▶ [Given problem A]: Write out everything in the aviation safety passage from "A prime example" down to "of the runway.", word for word.
▶ [Given problem B]: Return everything in the entries from their start down to the line containing "inner_rings: a ring" as a JSON list of strings, one string per line, with blank lines and pictures left out.

▶ [Document segment]:
◆ ◆ ◆ ◆ ◆

Marx identified four behaviours as giving potential for unsafe acts to arise:
- Human error
- Negligent conduct
- Reckless conduct
- Intentional ‘wilful’ violations
Under the assumptions of Reason’s model once more, within the majority of circumstances, it is the sequence of events that will ultimately give rise to an accident as opposed that of an isolated event alone. It is therefore imperative that the boundary as to what constitutes ‘acceptable’ and ‘unacceptable’ behaviour be drawn. Accordingly, it is equally imperative that both individuals and organisations should understand the role to be played if this culture is to develop and succeed. It is therefore generally accepted that to discipline the perpetrators responsible for the vast majority of unintentional unsafe acts would not be beneficial; instead such acts would require alternative methods, such as retraining, to eradicate their occurrence. Wilful acts or those of gross negligence however must not be tolerated and may not expect impunity from prosecution.
Criminalisation of acts
In accordance with a number of bodies, the International Air Transport Association (IATA) has recently expressed its concerns with respect to an increasing trend toward the criminalisation of accidents, either subsequent to or concurrent with the safety investigation itself. Ironically, the nature of these parallel investigations is often of potentially conflicting agendas. According to IATA: ‘The sole aim of the safety investigation is to find out what went wrong and to use this information to prevent a similar accident happening again. The criminal investigation, on the other hand, tries to find out who is to blame for an accident and then punish those concerned.’
Evidently, an increasing trend of this nature has potential to significantly impact one of the core foundations upon which the safety culture is built: the Just Culture. With open reporting systems proving key to the realisation of the Just Culture, the use of data contained within voluntary occurrence reports to prosecute or to attribute blame represents a sizeable barrier to the generation and submission of reports in the first place.
By no means affecting such countries exclusively, IATA has identified those countries with strong civil law cultures as those that are particularly susceptible to this movement. France, Italy and Japan were cited as countries in which it is more likely that judges and courts will attempt to override accident investigators through the acquisition of safety information reported prior to the accident as evidence in court.
A prime example being that of the criminal investigation which followed the crash of an Air France Concorde in Paris in July of 2000 and in which 113 people lost their lives. Whilst the conviction was ultimately overturned on appeal in November 2012, it was the verdict of a French court in 2010 that a single mechanic be found guilty of manslaughter after it was discovered that a small titanium strip of metal, having fallen from a departing Continental Airlines DC-10 he had previously worked on, had shredded the tyres of the supersonic airliner during its take-off roll and ultimately ruptured the aircraft’s fuel tank. The charges against Air France and Concorde’s designers were dropped and the operator of Charles de Gaulle, Aéroports de Paris, was not held accountable further to its failure to perform an inspection of the runway.

◆ ◆ ◆ ◆ ◆

▶ [Dataset extract]:
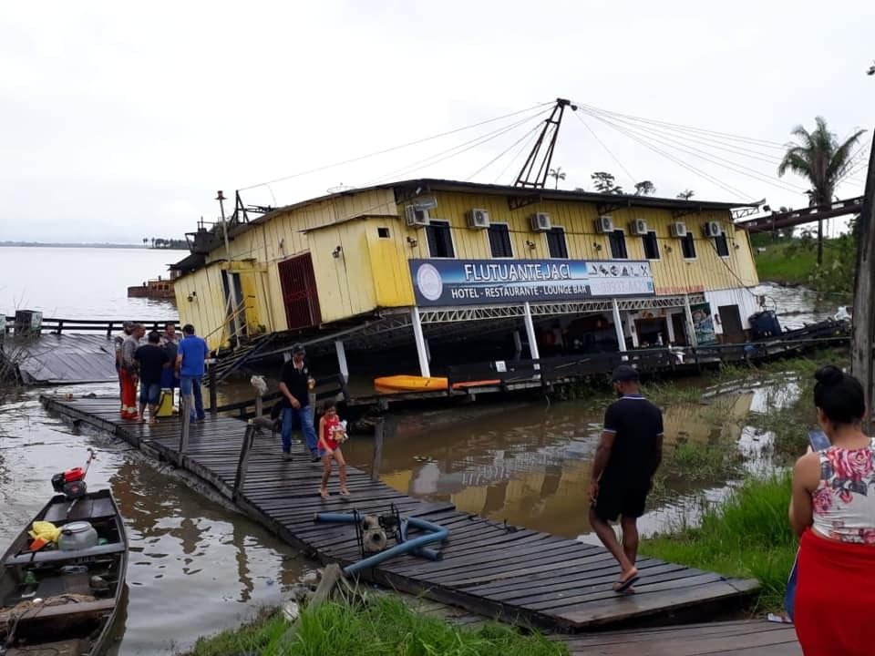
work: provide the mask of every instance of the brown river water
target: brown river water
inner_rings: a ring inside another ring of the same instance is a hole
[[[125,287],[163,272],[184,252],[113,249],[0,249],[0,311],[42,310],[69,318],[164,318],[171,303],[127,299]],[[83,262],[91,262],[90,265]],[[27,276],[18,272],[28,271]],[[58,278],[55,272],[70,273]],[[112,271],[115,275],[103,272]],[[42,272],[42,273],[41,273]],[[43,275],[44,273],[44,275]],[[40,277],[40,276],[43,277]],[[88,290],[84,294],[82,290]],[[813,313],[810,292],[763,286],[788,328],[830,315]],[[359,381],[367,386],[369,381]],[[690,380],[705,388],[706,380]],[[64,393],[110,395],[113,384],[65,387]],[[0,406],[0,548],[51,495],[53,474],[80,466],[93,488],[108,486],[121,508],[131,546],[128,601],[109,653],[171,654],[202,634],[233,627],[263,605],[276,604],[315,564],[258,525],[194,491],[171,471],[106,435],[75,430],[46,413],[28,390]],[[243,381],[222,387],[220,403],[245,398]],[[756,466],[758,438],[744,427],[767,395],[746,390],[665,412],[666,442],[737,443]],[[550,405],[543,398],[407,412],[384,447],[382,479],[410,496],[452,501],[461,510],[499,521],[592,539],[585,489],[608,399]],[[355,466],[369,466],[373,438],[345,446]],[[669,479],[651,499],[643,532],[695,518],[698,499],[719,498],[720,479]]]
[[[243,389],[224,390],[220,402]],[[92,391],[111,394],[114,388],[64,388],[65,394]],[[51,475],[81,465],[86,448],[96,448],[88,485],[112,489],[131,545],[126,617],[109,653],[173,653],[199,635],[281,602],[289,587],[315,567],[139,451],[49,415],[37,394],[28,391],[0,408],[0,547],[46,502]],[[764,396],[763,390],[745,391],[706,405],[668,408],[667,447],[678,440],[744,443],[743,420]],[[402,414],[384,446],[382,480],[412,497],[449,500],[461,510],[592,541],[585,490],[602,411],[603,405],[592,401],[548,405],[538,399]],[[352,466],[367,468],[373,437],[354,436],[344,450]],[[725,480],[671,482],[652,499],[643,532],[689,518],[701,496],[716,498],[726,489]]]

◆ ◆ ◆ ◆ ◆

▶ [Result A]:
A prime example being that of the criminal investigation which followed the crash of an Air France Concorde in Paris in July of 2000 and in which 113 people lost their lives. Whilst the conviction was ultimately overturned on appeal in November 2012, it was the verdict of a French court in 2010 that a single mechanic be found guilty of manslaughter after it was discovered that a small titanium strip of metal, having fallen from a departing Continental Airlines DC-10 he had previously worked on, had shredded the tyres of the supersonic airliner during its take-off roll and ultimately ruptured the aircraft’s fuel tank. The charges against Air France and Concorde’s designers were dropped and the operator of Charles de Gaulle, Aéroports de Paris, was not held accountable further to its failure to perform an inspection of the runway.

▶ [Result B]:
[
  "work: provide the mask of every instance of the brown river water",
  "target: brown river water",
  "inner_rings: a ring inside another ring of the same instance is a hole"
]